┌──

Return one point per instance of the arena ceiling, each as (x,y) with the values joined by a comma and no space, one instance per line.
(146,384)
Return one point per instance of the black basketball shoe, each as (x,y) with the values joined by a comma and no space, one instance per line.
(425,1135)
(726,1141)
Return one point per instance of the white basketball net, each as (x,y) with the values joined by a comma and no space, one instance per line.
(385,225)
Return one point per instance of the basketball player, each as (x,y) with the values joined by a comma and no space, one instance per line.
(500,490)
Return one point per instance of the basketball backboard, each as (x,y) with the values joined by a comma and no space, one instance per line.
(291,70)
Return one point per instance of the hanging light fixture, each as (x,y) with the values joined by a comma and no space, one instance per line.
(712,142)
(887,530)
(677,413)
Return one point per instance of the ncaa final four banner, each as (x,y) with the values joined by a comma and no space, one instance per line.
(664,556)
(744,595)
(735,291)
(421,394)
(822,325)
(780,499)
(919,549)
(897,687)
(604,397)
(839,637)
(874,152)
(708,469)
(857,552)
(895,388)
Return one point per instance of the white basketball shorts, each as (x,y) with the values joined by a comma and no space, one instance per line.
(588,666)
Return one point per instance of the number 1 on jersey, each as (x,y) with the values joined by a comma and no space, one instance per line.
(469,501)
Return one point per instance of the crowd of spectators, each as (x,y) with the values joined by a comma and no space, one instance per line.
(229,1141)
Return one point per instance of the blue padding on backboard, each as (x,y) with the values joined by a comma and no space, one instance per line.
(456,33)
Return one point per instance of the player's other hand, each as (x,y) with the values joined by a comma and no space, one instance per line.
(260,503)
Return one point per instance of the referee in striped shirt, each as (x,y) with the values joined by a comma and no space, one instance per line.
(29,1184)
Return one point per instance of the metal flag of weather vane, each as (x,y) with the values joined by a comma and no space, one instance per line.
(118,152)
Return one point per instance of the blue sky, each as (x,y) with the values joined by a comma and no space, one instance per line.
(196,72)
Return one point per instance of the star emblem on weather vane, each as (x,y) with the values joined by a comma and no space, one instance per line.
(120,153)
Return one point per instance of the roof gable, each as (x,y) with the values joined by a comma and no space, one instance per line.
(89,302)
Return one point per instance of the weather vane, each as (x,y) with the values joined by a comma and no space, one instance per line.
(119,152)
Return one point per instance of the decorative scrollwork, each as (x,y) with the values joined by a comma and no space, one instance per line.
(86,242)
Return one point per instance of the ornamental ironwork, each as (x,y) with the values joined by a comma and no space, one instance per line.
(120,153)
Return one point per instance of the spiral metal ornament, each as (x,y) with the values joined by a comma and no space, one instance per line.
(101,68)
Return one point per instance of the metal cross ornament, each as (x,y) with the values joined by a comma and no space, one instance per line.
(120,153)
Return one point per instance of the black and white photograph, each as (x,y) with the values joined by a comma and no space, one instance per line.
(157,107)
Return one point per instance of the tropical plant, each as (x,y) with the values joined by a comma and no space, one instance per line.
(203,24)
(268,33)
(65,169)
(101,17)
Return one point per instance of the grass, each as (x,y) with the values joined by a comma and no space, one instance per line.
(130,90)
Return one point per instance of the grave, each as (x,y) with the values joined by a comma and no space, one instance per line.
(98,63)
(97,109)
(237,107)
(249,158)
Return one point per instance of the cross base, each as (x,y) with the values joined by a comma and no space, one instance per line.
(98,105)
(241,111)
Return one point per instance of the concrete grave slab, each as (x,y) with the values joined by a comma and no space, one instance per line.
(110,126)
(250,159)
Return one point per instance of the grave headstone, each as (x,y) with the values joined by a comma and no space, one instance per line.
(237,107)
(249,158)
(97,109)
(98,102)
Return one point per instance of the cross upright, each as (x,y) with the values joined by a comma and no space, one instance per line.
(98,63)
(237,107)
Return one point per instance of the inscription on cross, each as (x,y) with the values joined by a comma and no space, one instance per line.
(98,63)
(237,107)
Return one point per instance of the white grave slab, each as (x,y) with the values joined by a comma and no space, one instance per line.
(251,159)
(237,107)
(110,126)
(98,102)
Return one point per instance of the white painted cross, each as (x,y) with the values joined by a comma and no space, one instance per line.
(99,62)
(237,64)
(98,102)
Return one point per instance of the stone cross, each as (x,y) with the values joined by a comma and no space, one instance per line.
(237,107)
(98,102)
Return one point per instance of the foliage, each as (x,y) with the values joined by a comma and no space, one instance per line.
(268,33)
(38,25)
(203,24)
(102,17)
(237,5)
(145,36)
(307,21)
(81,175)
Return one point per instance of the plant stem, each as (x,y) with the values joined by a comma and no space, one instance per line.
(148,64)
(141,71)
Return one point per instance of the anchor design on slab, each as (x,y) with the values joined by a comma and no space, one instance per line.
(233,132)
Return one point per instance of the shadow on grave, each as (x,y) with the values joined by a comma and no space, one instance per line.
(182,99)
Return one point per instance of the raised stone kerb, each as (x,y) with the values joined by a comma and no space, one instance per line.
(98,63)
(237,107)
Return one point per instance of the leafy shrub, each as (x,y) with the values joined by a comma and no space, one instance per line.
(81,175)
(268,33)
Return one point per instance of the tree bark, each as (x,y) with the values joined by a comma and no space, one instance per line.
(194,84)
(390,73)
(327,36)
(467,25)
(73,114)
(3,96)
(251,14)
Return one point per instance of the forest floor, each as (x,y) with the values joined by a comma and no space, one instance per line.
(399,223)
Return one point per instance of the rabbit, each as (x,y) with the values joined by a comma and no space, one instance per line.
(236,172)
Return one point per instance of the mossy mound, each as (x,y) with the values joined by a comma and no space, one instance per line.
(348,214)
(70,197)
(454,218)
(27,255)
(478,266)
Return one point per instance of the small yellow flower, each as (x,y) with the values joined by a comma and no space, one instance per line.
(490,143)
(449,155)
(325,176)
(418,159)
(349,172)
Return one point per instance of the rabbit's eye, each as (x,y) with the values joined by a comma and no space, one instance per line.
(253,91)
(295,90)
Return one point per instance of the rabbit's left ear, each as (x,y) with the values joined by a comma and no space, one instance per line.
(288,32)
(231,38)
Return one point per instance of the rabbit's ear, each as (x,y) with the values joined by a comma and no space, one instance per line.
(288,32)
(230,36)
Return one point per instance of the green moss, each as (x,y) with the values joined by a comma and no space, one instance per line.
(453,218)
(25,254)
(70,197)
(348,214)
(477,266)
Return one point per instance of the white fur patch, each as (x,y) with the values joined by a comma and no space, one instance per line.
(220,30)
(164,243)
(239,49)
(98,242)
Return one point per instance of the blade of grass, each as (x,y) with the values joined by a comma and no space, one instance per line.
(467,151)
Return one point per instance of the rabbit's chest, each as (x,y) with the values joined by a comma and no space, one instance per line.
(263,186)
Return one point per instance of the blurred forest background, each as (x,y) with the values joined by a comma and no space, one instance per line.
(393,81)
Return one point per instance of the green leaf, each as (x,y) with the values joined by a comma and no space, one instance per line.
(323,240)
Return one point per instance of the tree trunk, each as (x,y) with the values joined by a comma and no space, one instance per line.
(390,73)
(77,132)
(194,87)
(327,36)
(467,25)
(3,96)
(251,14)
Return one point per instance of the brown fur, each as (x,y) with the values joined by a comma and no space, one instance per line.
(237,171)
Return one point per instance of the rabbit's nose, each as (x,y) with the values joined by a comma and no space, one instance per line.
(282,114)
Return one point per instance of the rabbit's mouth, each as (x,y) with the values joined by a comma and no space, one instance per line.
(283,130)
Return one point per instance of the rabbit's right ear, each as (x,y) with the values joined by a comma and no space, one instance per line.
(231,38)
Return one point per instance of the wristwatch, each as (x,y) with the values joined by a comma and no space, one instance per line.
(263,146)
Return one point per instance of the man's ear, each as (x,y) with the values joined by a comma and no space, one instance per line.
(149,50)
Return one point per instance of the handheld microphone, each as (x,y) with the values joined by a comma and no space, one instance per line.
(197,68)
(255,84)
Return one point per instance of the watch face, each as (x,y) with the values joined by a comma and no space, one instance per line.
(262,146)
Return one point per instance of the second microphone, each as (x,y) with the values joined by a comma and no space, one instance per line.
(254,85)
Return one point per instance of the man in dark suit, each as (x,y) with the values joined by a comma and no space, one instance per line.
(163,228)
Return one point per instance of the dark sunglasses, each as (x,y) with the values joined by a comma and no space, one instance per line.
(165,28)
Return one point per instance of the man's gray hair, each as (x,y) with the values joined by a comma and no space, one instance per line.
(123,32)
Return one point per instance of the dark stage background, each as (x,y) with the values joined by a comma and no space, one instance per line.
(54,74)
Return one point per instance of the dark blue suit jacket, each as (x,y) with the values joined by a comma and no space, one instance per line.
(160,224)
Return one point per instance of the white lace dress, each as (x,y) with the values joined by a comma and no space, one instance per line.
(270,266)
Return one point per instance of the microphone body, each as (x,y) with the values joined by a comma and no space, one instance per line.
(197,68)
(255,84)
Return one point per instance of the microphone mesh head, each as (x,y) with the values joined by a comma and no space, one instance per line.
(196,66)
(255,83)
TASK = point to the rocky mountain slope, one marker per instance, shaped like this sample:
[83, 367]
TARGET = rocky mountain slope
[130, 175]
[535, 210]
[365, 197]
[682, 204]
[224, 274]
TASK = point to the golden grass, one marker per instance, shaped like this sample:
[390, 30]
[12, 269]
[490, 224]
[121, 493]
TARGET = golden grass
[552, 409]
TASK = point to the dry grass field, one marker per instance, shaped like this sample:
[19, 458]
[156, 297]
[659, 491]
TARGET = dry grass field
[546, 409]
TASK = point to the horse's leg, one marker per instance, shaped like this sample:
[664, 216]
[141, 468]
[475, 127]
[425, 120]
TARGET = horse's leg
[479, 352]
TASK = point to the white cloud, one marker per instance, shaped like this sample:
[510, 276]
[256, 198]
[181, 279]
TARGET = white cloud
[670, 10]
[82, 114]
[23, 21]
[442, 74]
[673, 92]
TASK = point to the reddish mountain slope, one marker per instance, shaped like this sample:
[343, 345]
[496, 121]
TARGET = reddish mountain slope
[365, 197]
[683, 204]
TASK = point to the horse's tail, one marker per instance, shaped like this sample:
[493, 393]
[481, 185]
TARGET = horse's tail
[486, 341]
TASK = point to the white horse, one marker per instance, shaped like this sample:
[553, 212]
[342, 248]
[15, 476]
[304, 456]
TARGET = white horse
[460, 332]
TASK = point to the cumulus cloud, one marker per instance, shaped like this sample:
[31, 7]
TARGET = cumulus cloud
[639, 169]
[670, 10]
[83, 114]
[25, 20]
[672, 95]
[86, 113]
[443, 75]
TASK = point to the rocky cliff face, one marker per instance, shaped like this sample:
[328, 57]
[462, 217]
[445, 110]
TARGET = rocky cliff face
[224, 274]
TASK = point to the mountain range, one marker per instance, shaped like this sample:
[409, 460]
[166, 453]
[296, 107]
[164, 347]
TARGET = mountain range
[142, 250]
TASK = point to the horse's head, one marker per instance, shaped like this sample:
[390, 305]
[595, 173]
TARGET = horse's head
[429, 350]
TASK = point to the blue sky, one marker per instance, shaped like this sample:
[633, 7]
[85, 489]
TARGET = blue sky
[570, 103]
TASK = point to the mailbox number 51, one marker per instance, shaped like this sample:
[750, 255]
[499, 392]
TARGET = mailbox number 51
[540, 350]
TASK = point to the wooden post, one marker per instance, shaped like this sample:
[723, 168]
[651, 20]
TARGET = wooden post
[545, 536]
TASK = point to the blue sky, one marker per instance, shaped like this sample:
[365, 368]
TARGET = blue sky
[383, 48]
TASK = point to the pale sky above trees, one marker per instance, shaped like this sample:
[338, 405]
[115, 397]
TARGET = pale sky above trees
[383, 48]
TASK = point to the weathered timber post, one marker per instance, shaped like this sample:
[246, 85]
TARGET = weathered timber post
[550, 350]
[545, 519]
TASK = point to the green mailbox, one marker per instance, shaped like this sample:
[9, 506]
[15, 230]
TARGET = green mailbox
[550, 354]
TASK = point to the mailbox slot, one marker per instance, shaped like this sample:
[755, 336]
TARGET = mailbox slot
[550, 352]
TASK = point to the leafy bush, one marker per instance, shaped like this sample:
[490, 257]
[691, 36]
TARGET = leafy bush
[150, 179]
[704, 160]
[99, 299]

└──

**ASSIGNMENT:**
The expected output is the lines from the one with "TARGET = pale sky above trees" through the end of the data, exactly as written and nothing more.

**ANSWER TO THE EXERCISE:**
TARGET = pale sky above trees
[383, 48]
TASK = point to the weathered timber post, one marker per instance, shaped like this sample:
[246, 85]
TARGET = weathered timber post
[550, 350]
[545, 519]
TASK = point to the green mailbox, one marker per instance, shaped like this sample:
[9, 506]
[15, 230]
TARGET = green mailbox
[550, 354]
TASK = point to the mailbox slot, one marker per instance, shaped like this sample:
[755, 336]
TARGET = mailbox slot
[550, 352]
TASK = point to the leafy bush, one marker per instance, shaped like this sample:
[490, 257]
[691, 36]
TARGET = leafy bush
[150, 179]
[704, 160]
[99, 299]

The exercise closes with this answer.